[Задачи для решения]
A: Сколько лет, согласно отрывку об архимандрите Парфении, он служил настоятелем церкви Евфимия Великого?
B: Выведите без изменений часть отрывка об архимандрите Парфении, которая начинается словами, содержащими «Туда, в недосягаемую», и заканчивается словами «давно почитаю святым.».

***** Фрагмент страницы *****

Туда, в недосягаемую высоту

Глухие 1960-е

С надеждой найти информацию о пребывании в Тобольске архимандрита Парфения (Невмержицкого) ехала я в этот сибирской город. Престарелые прихожане православной общины Ханты-Мансийска до сих пор помнят об этом «настоящем», как они сами говорят, священнике. Отец Парфений около десяти лет служил настоятелем церкви Евфимия Великого – единственной открытой на территории Ханты-Мансийского автономного округа в 60-е годы прошлого столетия – в деревне Шапша Ханты-Мансийского района. Ехала и просила помощи в сборе информации самого архимандрита Парфения, которого давно почитаю святым.

Но первая же встреча в Тобольском государственном архиве показала: осуществить мою идею будет непросто. «О ком вы ищете данные? – раздраженно спросила сотрудница читального зала. – Никто ни разу за время моей работы материалы о деятельности церквей и священнослужителей в 1960-е годы в Тобольске не запрашивал». Собирая в архивах данные о гонениях в 30-е годы прошлого столетия, я всегда находила интересующую меня информацию, может быть не в полной мере, как хотелось бы, но все же… Да и литературы и публикаций в прессе по этой теме в последнее время появилось предостаточно. Поэтому никогда прежде я не задумывалась, что гонения на Церковь в 1960-е годы менее изучены, более того – в обществе пока нет той востребованности, какая есть, когда речь заходит о репрессиях 1930-х годов, а следовательно, нет и запроса на более глубокое осмысление происходившего в 1960-е.

***** Предоставленные данные *****

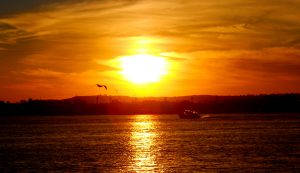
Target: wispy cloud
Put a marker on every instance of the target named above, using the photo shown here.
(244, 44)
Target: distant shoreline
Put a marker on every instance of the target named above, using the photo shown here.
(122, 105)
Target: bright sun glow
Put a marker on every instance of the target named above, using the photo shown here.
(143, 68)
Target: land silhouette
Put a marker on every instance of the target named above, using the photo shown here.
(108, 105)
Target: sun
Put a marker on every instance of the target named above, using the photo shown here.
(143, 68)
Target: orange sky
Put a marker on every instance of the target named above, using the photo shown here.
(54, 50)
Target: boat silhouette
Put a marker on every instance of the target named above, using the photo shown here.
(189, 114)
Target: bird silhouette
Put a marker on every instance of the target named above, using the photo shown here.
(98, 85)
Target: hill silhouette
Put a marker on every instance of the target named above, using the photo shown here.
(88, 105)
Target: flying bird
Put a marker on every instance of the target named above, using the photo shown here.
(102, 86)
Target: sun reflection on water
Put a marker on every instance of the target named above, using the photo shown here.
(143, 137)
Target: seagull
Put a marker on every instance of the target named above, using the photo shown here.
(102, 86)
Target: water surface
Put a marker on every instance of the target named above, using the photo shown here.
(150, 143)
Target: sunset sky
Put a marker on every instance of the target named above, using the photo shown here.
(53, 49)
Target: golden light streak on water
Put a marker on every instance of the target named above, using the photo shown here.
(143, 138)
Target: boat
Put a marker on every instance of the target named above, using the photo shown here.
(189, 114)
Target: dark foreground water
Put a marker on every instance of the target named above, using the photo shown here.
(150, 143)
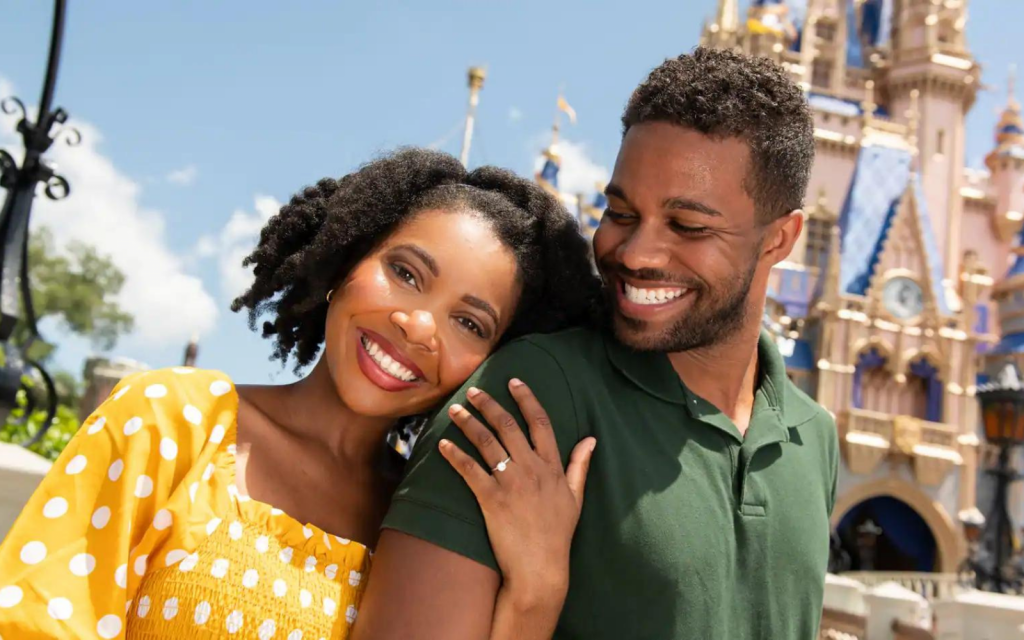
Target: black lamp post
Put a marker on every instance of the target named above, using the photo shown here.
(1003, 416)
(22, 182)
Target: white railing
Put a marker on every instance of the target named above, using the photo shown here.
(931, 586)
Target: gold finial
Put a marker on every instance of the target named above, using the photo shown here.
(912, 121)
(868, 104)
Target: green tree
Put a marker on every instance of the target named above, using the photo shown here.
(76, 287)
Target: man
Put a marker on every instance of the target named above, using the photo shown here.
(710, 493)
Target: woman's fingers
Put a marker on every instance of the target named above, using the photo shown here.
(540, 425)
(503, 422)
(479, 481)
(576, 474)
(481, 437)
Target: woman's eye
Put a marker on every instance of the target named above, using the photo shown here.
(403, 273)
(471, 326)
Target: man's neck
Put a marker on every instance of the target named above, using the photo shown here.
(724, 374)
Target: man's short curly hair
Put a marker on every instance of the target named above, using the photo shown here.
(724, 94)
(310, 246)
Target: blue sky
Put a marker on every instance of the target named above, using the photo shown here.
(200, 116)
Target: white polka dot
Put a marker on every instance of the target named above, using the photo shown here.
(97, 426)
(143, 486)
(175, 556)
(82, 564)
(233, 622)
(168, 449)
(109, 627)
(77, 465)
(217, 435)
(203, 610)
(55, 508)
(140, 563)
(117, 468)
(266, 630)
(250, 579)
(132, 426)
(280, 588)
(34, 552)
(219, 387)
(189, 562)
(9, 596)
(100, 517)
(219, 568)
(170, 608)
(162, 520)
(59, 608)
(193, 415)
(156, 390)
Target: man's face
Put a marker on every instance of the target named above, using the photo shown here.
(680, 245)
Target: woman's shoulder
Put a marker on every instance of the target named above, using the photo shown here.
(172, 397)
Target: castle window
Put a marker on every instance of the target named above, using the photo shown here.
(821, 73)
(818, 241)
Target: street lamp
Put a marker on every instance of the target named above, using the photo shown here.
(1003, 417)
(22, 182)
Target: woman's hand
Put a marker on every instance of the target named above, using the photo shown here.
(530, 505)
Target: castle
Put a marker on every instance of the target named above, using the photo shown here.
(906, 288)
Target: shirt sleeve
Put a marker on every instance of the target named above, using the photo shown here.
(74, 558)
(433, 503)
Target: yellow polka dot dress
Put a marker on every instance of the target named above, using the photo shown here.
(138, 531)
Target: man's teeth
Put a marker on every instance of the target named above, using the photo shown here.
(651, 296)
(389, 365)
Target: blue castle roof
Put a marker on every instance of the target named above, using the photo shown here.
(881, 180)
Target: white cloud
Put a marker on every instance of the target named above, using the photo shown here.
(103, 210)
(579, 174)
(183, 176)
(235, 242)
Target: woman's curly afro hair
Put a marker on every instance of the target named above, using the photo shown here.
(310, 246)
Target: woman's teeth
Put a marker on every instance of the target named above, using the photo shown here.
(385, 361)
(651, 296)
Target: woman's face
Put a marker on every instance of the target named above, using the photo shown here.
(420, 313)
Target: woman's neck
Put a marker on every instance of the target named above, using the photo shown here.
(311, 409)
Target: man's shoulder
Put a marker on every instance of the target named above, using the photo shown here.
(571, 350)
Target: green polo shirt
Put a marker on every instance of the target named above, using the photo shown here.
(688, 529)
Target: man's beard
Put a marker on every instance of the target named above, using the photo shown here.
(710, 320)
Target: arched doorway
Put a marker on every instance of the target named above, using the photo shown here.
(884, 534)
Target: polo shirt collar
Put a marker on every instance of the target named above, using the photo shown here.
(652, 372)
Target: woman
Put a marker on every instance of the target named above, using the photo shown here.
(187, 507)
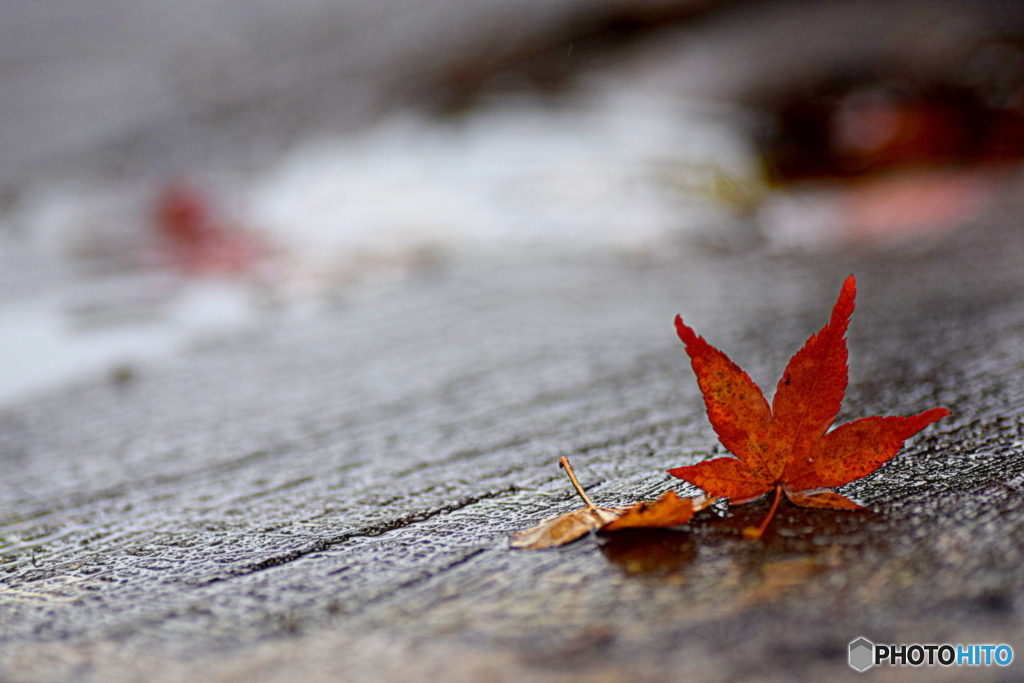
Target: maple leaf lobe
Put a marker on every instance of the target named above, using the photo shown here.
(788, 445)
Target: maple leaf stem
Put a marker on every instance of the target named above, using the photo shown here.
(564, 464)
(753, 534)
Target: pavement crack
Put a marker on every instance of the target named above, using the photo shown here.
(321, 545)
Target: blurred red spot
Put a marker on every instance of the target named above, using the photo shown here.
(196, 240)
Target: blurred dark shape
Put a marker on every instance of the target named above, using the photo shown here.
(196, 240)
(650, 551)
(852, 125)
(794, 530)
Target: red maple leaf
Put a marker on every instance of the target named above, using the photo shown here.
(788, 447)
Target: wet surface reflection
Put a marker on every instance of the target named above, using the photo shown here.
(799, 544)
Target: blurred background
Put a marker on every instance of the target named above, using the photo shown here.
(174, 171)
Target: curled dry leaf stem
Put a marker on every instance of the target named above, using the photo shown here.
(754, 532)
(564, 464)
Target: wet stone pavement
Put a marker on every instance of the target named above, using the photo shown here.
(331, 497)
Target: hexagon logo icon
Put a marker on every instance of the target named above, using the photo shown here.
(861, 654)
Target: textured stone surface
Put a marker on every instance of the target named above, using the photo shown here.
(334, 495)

*****
***** Предоставленные данные *****

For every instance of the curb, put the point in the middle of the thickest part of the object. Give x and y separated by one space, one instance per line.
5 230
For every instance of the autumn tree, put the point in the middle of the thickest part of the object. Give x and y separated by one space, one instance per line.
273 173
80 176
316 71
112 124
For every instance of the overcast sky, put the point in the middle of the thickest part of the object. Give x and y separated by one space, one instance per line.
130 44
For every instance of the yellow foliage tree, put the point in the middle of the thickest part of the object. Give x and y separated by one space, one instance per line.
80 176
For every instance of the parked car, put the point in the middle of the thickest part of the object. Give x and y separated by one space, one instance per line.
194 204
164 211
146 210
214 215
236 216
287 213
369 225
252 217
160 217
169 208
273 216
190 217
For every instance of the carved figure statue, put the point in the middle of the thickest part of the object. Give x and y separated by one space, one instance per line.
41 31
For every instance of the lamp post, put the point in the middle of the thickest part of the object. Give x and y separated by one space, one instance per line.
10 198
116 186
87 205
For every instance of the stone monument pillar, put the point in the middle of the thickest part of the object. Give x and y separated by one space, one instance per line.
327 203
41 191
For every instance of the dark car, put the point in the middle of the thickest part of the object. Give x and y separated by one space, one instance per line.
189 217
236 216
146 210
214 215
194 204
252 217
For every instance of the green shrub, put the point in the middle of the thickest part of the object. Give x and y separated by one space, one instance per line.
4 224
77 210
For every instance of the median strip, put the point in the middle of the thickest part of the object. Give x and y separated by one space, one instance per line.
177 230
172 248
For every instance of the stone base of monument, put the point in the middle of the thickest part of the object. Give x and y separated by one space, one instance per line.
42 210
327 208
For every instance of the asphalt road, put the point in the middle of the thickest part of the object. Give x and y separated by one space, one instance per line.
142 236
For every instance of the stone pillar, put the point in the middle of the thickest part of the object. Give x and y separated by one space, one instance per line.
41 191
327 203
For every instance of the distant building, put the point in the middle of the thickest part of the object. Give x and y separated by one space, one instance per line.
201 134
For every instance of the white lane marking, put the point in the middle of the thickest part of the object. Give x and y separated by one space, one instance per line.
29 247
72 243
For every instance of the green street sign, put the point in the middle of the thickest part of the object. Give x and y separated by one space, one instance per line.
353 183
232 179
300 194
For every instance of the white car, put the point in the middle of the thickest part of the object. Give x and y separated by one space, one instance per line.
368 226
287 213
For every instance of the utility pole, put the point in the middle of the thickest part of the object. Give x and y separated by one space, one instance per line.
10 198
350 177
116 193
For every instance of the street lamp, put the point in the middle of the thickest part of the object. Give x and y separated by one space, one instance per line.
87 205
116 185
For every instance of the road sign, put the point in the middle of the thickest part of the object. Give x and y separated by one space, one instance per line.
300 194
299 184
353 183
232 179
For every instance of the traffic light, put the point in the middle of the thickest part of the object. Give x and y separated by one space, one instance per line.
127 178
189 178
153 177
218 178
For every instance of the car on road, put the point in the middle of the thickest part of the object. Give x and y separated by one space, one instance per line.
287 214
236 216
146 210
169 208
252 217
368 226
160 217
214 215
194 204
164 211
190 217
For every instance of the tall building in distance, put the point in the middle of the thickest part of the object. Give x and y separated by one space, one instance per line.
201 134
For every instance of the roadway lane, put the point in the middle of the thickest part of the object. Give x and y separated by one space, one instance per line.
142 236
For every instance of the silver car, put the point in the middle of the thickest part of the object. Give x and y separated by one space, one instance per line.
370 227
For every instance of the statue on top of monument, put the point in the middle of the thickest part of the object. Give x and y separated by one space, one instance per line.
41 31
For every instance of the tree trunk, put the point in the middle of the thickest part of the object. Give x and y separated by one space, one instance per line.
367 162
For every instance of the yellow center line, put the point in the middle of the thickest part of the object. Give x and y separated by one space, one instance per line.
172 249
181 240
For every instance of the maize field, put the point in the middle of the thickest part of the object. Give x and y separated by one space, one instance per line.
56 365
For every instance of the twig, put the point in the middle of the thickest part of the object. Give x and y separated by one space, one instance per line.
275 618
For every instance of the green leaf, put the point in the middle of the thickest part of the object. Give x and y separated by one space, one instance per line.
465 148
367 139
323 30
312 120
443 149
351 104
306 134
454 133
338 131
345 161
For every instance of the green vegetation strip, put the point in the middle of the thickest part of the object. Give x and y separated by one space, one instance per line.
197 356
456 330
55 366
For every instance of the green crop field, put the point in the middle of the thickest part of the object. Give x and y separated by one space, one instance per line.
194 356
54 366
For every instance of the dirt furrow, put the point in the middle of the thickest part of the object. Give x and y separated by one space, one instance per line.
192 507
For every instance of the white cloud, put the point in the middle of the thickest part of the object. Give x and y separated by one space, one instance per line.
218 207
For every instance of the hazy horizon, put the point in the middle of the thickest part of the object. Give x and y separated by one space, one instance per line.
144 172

*****

[Ответы к заданиям]
A: Около десяти лет.

B:
Туда, в недосягаемую высоту

Глухие 1960-е

С надеждой найти информацию о пребывании в Тобольске архимандрита Парфения (Невмержицкого) ехала я в этот сибирской город. Престарелые прихожане православной общины Ханты-Мансийска до сих пор помнят об этом «настоящем», как они сами говорят, священнике. Отец Парфений около десяти лет служил настоятелем церкви Евфимия Великого – единственной открытой на территории Ханты-Мансийского автономного округа в 60-е годы прошлого столетия – в деревне Шапша Ханты-Мансийского района. Ехала и просила помощи в сборе информации самого архимандрита Парфения, которого давно почитаю святым.